THE TASK:
Lay out everything from the start of the entries down to the line containing "L 127 185 L" as a numbered list, counting both ends and skipping blank lines. Leave the pictures out of your answer.

_ _ _ _

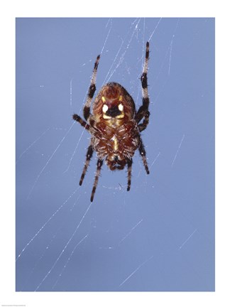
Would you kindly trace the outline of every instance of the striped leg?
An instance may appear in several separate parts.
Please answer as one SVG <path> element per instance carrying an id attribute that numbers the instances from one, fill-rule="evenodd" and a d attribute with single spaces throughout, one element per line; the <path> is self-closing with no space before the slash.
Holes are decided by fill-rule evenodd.
<path id="1" fill-rule="evenodd" d="M 100 55 L 97 55 L 96 62 L 94 63 L 93 74 L 91 77 L 90 86 L 88 91 L 87 99 L 84 107 L 83 113 L 84 113 L 84 117 L 86 121 L 88 120 L 90 116 L 91 102 L 96 90 L 97 70 L 99 59 L 100 59 Z"/>
<path id="2" fill-rule="evenodd" d="M 98 183 L 99 176 L 100 173 L 101 173 L 101 168 L 102 168 L 102 164 L 103 164 L 103 160 L 98 159 L 97 163 L 97 171 L 96 171 L 96 175 L 95 175 L 95 178 L 94 178 L 94 186 L 93 186 L 93 188 L 92 190 L 92 194 L 91 194 L 91 198 L 90 198 L 91 202 L 92 202 L 94 200 L 94 194 L 95 194 L 95 191 L 96 191 L 96 188 L 97 188 L 97 183 Z"/>
<path id="3" fill-rule="evenodd" d="M 144 146 L 143 144 L 141 139 L 140 139 L 139 151 L 140 151 L 140 154 L 141 156 L 143 163 L 143 165 L 145 166 L 146 173 L 148 174 L 149 174 L 149 171 L 148 171 L 148 163 L 147 163 L 147 160 L 146 160 L 146 150 L 145 150 L 145 148 L 144 148 Z"/>
<path id="4" fill-rule="evenodd" d="M 86 158 L 85 162 L 84 162 L 84 168 L 83 168 L 82 173 L 82 176 L 81 176 L 81 178 L 80 178 L 80 183 L 79 183 L 80 185 L 82 185 L 82 182 L 83 182 L 83 180 L 84 180 L 84 175 L 85 175 L 85 173 L 86 173 L 86 172 L 87 171 L 87 168 L 88 168 L 88 166 L 89 166 L 89 161 L 90 161 L 90 159 L 91 159 L 91 158 L 92 156 L 93 153 L 94 153 L 94 149 L 93 149 L 93 147 L 92 147 L 92 141 L 91 141 L 90 142 L 90 145 L 89 146 L 88 150 L 87 150 L 87 155 L 86 155 L 87 158 Z"/>
<path id="5" fill-rule="evenodd" d="M 127 166 L 128 166 L 128 185 L 127 185 L 127 191 L 130 190 L 131 186 L 131 171 L 132 171 L 132 164 L 133 164 L 133 159 L 130 158 L 127 161 Z"/>
<path id="6" fill-rule="evenodd" d="M 147 82 L 148 58 L 149 58 L 149 43 L 147 42 L 146 50 L 146 59 L 143 67 L 143 72 L 141 77 L 141 87 L 142 87 L 142 105 L 140 107 L 135 117 L 135 119 L 136 120 L 137 123 L 138 123 L 144 117 L 146 117 L 146 111 L 148 110 L 149 97 L 148 97 L 148 82 Z M 146 123 L 147 123 L 147 124 L 148 122 L 148 121 L 146 120 Z"/>
<path id="7" fill-rule="evenodd" d="M 145 130 L 145 129 L 146 129 L 149 122 L 149 115 L 150 112 L 147 110 L 145 113 L 143 123 L 138 124 L 138 129 L 140 132 L 143 131 L 143 130 Z"/>
<path id="8" fill-rule="evenodd" d="M 82 126 L 84 128 L 85 128 L 87 130 L 89 130 L 89 125 L 87 122 L 84 122 L 79 115 L 77 114 L 73 114 L 72 119 L 75 120 L 76 122 L 79 122 L 81 126 Z"/>

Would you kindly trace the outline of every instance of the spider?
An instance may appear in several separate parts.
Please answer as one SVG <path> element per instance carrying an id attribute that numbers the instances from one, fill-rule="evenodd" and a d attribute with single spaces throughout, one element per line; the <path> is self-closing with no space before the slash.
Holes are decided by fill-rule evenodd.
<path id="1" fill-rule="evenodd" d="M 100 89 L 92 104 L 93 114 L 90 113 L 92 100 L 96 90 L 97 71 L 100 59 L 100 55 L 98 55 L 83 109 L 85 121 L 76 114 L 72 115 L 73 119 L 78 122 L 92 135 L 80 185 L 82 184 L 93 152 L 96 151 L 97 154 L 97 171 L 91 194 L 91 202 L 94 200 L 104 159 L 111 171 L 122 170 L 127 165 L 127 191 L 131 187 L 132 157 L 136 149 L 139 150 L 146 173 L 149 174 L 146 151 L 140 134 L 147 127 L 150 115 L 147 84 L 148 55 L 149 43 L 147 42 L 146 58 L 141 77 L 142 105 L 137 112 L 134 101 L 126 90 L 119 83 L 111 82 Z"/>

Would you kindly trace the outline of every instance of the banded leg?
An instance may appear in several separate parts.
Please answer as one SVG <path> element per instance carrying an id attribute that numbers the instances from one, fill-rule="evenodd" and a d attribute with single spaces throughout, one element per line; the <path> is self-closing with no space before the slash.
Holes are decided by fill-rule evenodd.
<path id="1" fill-rule="evenodd" d="M 149 174 L 149 170 L 148 170 L 147 160 L 146 160 L 146 150 L 145 150 L 145 148 L 144 148 L 144 146 L 143 144 L 141 139 L 140 139 L 139 152 L 140 152 L 140 154 L 141 156 L 143 163 L 143 165 L 145 166 L 146 173 L 148 174 Z"/>
<path id="2" fill-rule="evenodd" d="M 97 55 L 96 62 L 94 63 L 93 73 L 91 77 L 90 85 L 88 90 L 87 99 L 84 107 L 83 114 L 86 121 L 88 120 L 90 116 L 91 102 L 96 90 L 97 70 L 99 59 L 100 59 L 100 55 Z"/>
<path id="3" fill-rule="evenodd" d="M 91 198 L 90 198 L 91 202 L 92 202 L 94 200 L 94 194 L 95 194 L 95 191 L 96 191 L 96 188 L 97 188 L 97 183 L 98 183 L 99 176 L 100 173 L 101 173 L 102 164 L 103 164 L 103 160 L 98 159 L 97 163 L 97 171 L 96 171 L 96 175 L 95 175 L 95 178 L 94 178 L 94 186 L 93 186 L 93 188 L 92 190 L 92 194 L 91 194 Z"/>
<path id="4" fill-rule="evenodd" d="M 82 182 L 83 182 L 83 180 L 84 178 L 84 175 L 87 171 L 87 168 L 88 168 L 88 166 L 89 164 L 89 161 L 90 161 L 90 159 L 92 156 L 93 152 L 94 152 L 94 149 L 93 149 L 92 145 L 90 144 L 90 145 L 89 146 L 88 149 L 87 149 L 87 152 L 86 154 L 87 158 L 85 160 L 84 168 L 83 168 L 82 173 L 81 176 L 81 178 L 80 178 L 80 181 L 79 182 L 80 185 L 82 185 Z"/>
<path id="5" fill-rule="evenodd" d="M 142 106 L 140 107 L 138 111 L 137 112 L 135 119 L 138 123 L 143 117 L 144 117 L 146 110 L 148 109 L 149 106 L 149 97 L 148 92 L 148 64 L 149 58 L 149 43 L 146 43 L 146 59 L 144 65 L 143 67 L 143 72 L 141 77 L 141 87 L 142 87 Z"/>
<path id="6" fill-rule="evenodd" d="M 82 126 L 84 128 L 85 128 L 87 130 L 89 130 L 89 128 L 90 128 L 89 125 L 87 122 L 85 122 L 84 120 L 83 120 L 79 115 L 75 114 L 73 114 L 72 119 L 75 121 L 79 122 L 81 126 Z"/>
<path id="7" fill-rule="evenodd" d="M 127 191 L 129 191 L 131 187 L 131 171 L 132 171 L 132 164 L 133 159 L 130 158 L 127 160 L 127 166 L 128 166 L 128 185 L 127 185 Z"/>
<path id="8" fill-rule="evenodd" d="M 143 123 L 138 124 L 138 129 L 140 132 L 143 131 L 143 130 L 145 130 L 145 129 L 146 129 L 149 122 L 149 111 L 146 111 L 144 115 Z"/>

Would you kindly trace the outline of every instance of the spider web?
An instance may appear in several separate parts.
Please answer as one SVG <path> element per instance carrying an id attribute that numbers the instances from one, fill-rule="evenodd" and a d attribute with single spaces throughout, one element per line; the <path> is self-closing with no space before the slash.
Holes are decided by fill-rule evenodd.
<path id="1" fill-rule="evenodd" d="M 20 43 L 28 43 L 21 36 L 28 31 L 24 28 L 27 22 L 31 23 L 27 29 L 38 31 L 35 21 L 18 21 L 18 65 L 20 56 L 28 55 L 20 51 Z M 204 114 L 213 92 L 204 83 L 198 92 L 192 89 L 188 97 L 190 88 L 183 92 L 177 83 L 187 86 L 180 77 L 183 70 L 192 69 L 190 60 L 186 68 L 180 65 L 180 53 L 198 46 L 210 25 L 210 20 L 179 18 L 57 18 L 40 25 L 46 50 L 38 51 L 42 68 L 34 79 L 23 80 L 20 74 L 17 77 L 16 291 L 212 289 L 213 207 L 209 209 L 207 203 L 207 200 L 212 203 L 213 195 L 195 185 L 199 199 L 204 200 L 202 205 L 197 201 L 190 188 L 194 183 L 189 173 L 192 171 L 186 163 L 193 136 L 198 137 L 197 132 L 191 134 L 195 126 L 202 128 L 199 140 L 207 136 L 212 140 L 213 131 L 205 129 L 209 126 L 204 128 L 204 117 L 194 108 Z M 190 35 L 187 40 L 183 27 Z M 83 36 L 77 30 L 92 28 L 100 36 L 92 37 L 89 30 Z M 49 45 L 50 40 L 55 46 Z M 89 135 L 72 122 L 71 115 L 82 114 L 97 54 L 101 54 L 97 90 L 107 82 L 118 82 L 138 108 L 147 41 L 150 119 L 143 140 L 150 174 L 146 174 L 136 154 L 127 193 L 126 172 L 111 172 L 104 165 L 91 203 L 96 155 L 82 186 L 78 186 Z M 60 50 L 61 45 L 65 48 L 53 58 L 53 48 Z M 212 111 L 207 115 L 207 123 Z M 210 141 L 207 146 L 212 149 L 212 144 Z M 203 149 L 202 145 L 197 148 Z M 197 158 L 204 161 L 200 152 L 197 159 L 190 158 L 192 168 Z M 205 171 L 208 166 L 204 165 Z M 202 170 L 198 181 L 212 187 L 213 181 L 202 177 Z M 203 225 L 199 215 L 207 212 L 210 220 Z M 211 252 L 204 267 L 194 259 L 194 249 L 202 255 Z M 207 269 L 208 278 L 203 273 Z M 191 278 L 185 281 L 185 275 Z"/>

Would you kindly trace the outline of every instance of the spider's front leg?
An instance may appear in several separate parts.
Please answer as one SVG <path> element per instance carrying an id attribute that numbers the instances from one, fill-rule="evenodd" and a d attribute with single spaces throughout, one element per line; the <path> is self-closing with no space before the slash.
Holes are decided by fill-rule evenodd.
<path id="1" fill-rule="evenodd" d="M 141 120 L 143 117 L 145 117 L 142 126 L 141 125 L 140 131 L 143 131 L 144 130 L 144 129 L 146 128 L 148 124 L 148 117 L 150 114 L 148 112 L 149 97 L 148 97 L 148 77 L 147 77 L 148 58 L 149 58 L 149 43 L 147 42 L 146 50 L 146 59 L 143 67 L 142 75 L 141 77 L 141 87 L 142 87 L 142 105 L 140 107 L 139 109 L 138 110 L 135 116 L 135 119 L 138 124 L 141 122 Z"/>
<path id="2" fill-rule="evenodd" d="M 87 130 L 89 130 L 90 128 L 89 125 L 86 122 L 84 122 L 84 120 L 82 119 L 79 115 L 74 114 L 72 115 L 72 119 L 79 122 L 80 124 L 84 128 L 85 128 Z"/>

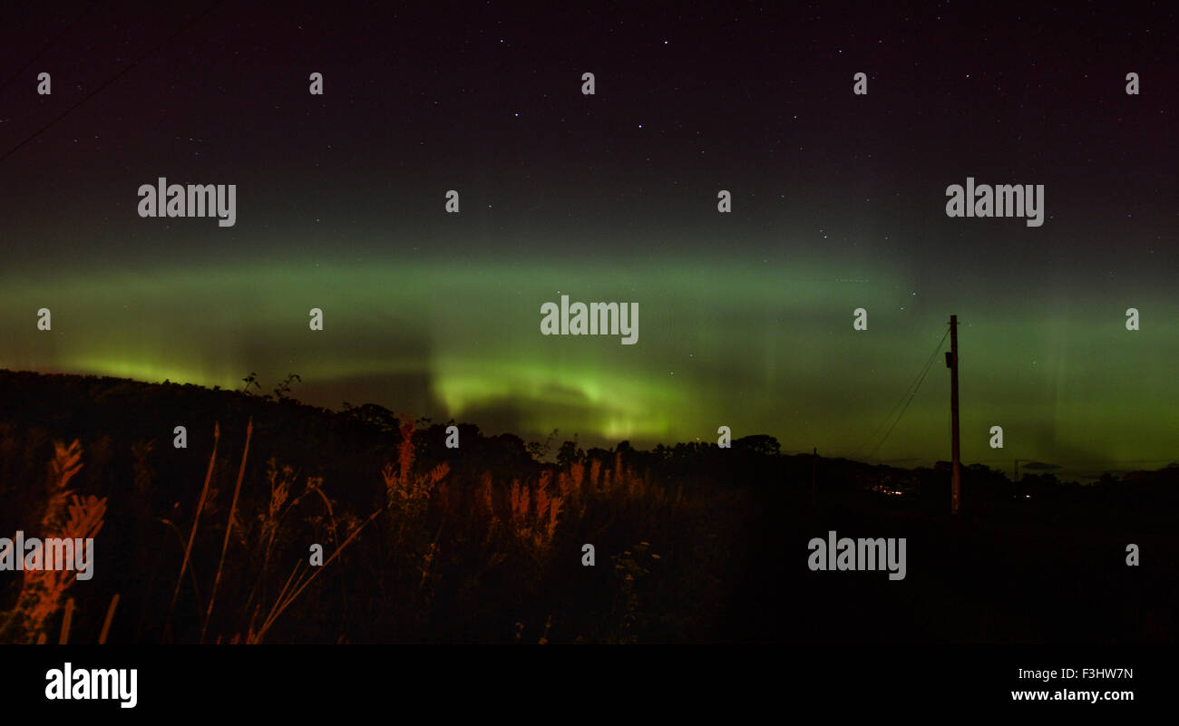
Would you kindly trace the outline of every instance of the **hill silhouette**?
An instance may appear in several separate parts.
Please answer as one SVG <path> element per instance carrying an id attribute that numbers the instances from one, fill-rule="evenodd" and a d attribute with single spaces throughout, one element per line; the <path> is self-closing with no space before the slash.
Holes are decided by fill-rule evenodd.
<path id="1" fill-rule="evenodd" d="M 950 517 L 944 462 L 765 435 L 553 450 L 468 423 L 448 448 L 452 424 L 285 383 L 0 371 L 0 537 L 98 526 L 91 581 L 0 572 L 0 640 L 58 638 L 67 608 L 72 642 L 1175 638 L 1177 467 L 1080 486 L 966 466 Z M 908 575 L 812 572 L 831 530 L 907 539 Z"/>

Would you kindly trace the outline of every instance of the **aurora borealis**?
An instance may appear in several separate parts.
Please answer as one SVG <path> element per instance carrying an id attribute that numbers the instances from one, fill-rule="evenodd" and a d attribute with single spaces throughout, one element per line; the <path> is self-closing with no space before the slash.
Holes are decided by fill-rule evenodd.
<path id="1" fill-rule="evenodd" d="M 964 462 L 1179 460 L 1175 81 L 1154 19 L 1040 54 L 1034 24 L 933 12 L 222 8 L 150 52 L 203 8 L 14 19 L 5 68 L 48 50 L 0 91 L 0 153 L 146 57 L 0 161 L 0 367 L 296 372 L 309 403 L 526 440 L 724 424 L 913 466 L 948 458 L 940 357 L 874 433 L 956 314 Z M 948 218 L 968 176 L 1042 184 L 1043 226 Z M 158 177 L 236 184 L 237 224 L 139 218 Z M 637 302 L 639 343 L 540 335 L 562 293 Z"/>

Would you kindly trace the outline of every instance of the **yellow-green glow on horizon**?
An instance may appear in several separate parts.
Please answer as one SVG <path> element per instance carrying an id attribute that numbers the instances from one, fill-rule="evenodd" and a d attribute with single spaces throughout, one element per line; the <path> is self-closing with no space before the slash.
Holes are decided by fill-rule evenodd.
<path id="1" fill-rule="evenodd" d="M 880 269 L 877 266 L 877 269 Z M 766 433 L 786 450 L 911 466 L 948 451 L 947 376 L 936 361 L 878 450 L 868 440 L 933 352 L 949 312 L 962 321 L 963 457 L 1069 467 L 1179 457 L 1179 400 L 1165 326 L 1127 334 L 1120 310 L 987 290 L 915 289 L 897 270 L 667 260 L 623 269 L 494 259 L 239 263 L 11 282 L 0 367 L 269 391 L 340 408 L 371 402 L 489 433 L 552 429 L 587 443 L 714 441 Z M 639 304 L 639 341 L 542 336 L 560 295 Z M 1144 299 L 1153 310 L 1159 301 Z M 53 329 L 35 328 L 39 308 Z M 869 329 L 852 330 L 852 310 Z M 320 308 L 324 330 L 311 331 Z M 1096 322 L 1101 322 L 1098 324 Z M 990 425 L 1005 428 L 990 450 Z M 1132 467 L 1131 467 L 1132 468 Z"/>

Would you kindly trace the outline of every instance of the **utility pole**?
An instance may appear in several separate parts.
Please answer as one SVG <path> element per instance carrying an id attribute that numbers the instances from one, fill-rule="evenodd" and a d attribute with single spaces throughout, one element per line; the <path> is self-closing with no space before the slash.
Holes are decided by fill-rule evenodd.
<path id="1" fill-rule="evenodd" d="M 811 507 L 818 506 L 818 500 L 815 499 L 815 467 L 818 466 L 818 447 L 815 447 L 811 453 Z"/>
<path id="2" fill-rule="evenodd" d="M 950 316 L 950 351 L 946 354 L 946 365 L 950 369 L 950 431 L 954 454 L 954 484 L 950 500 L 950 514 L 957 514 L 959 496 L 962 491 L 962 462 L 959 458 L 957 425 L 957 316 Z"/>

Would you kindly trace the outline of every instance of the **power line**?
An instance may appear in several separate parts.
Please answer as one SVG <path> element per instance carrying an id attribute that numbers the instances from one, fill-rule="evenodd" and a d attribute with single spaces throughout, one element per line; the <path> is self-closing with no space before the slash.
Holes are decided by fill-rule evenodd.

_ _ _ _

EXERCISE RESPONSE:
1. Would you kindly trace the outline of every instance of the striped leg?
2. An instance may appear in several separate parts.
3. Please answer as one SVG <path> element per instance carrying an id attribute that numbers the instances from one, fill-rule="evenodd" and a d attribute with single spaces throughout, one element per line; the <path> is self-closing with no space before the slash.
4. Holes are decided by fill-rule evenodd.
5. <path id="1" fill-rule="evenodd" d="M 100 55 L 97 55 L 96 62 L 94 63 L 93 74 L 91 77 L 90 86 L 88 91 L 87 99 L 84 107 L 83 113 L 84 113 L 84 117 L 86 121 L 88 120 L 90 116 L 91 102 L 96 90 L 97 70 L 99 59 L 100 59 Z"/>
6. <path id="2" fill-rule="evenodd" d="M 98 183 L 99 176 L 100 173 L 101 173 L 101 168 L 102 168 L 102 164 L 103 164 L 103 160 L 98 159 L 97 163 L 97 171 L 96 171 L 96 175 L 95 175 L 95 178 L 94 178 L 94 186 L 93 186 L 93 188 L 92 190 L 92 194 L 91 194 L 91 198 L 90 198 L 91 202 L 92 202 L 94 200 L 94 194 L 95 194 L 95 191 L 96 191 L 96 188 L 97 188 L 97 183 Z"/>
7. <path id="3" fill-rule="evenodd" d="M 144 146 L 143 144 L 141 139 L 140 139 L 139 151 L 140 151 L 140 154 L 141 156 L 143 163 L 143 165 L 145 166 L 146 173 L 148 174 L 149 174 L 149 171 L 148 171 L 148 163 L 147 163 L 147 160 L 146 160 L 146 150 L 145 150 L 145 148 L 144 148 Z"/>
8. <path id="4" fill-rule="evenodd" d="M 86 158 L 85 162 L 84 162 L 84 168 L 83 168 L 82 173 L 82 176 L 81 176 L 81 178 L 80 178 L 80 183 L 79 183 L 80 185 L 82 185 L 82 182 L 83 182 L 83 180 L 84 180 L 84 175 L 85 175 L 85 173 L 86 173 L 86 172 L 87 171 L 87 168 L 88 168 L 88 166 L 89 166 L 89 161 L 90 161 L 90 159 L 91 159 L 91 158 L 92 156 L 93 153 L 94 153 L 94 149 L 93 149 L 93 147 L 92 147 L 92 141 L 91 141 L 90 142 L 90 145 L 89 146 L 88 150 L 87 150 L 87 155 L 86 155 L 87 158 Z"/>
9. <path id="5" fill-rule="evenodd" d="M 127 166 L 128 166 L 128 185 L 127 185 L 127 191 L 130 190 L 131 186 L 131 171 L 132 171 L 132 164 L 133 164 L 133 159 L 130 158 L 127 161 Z"/>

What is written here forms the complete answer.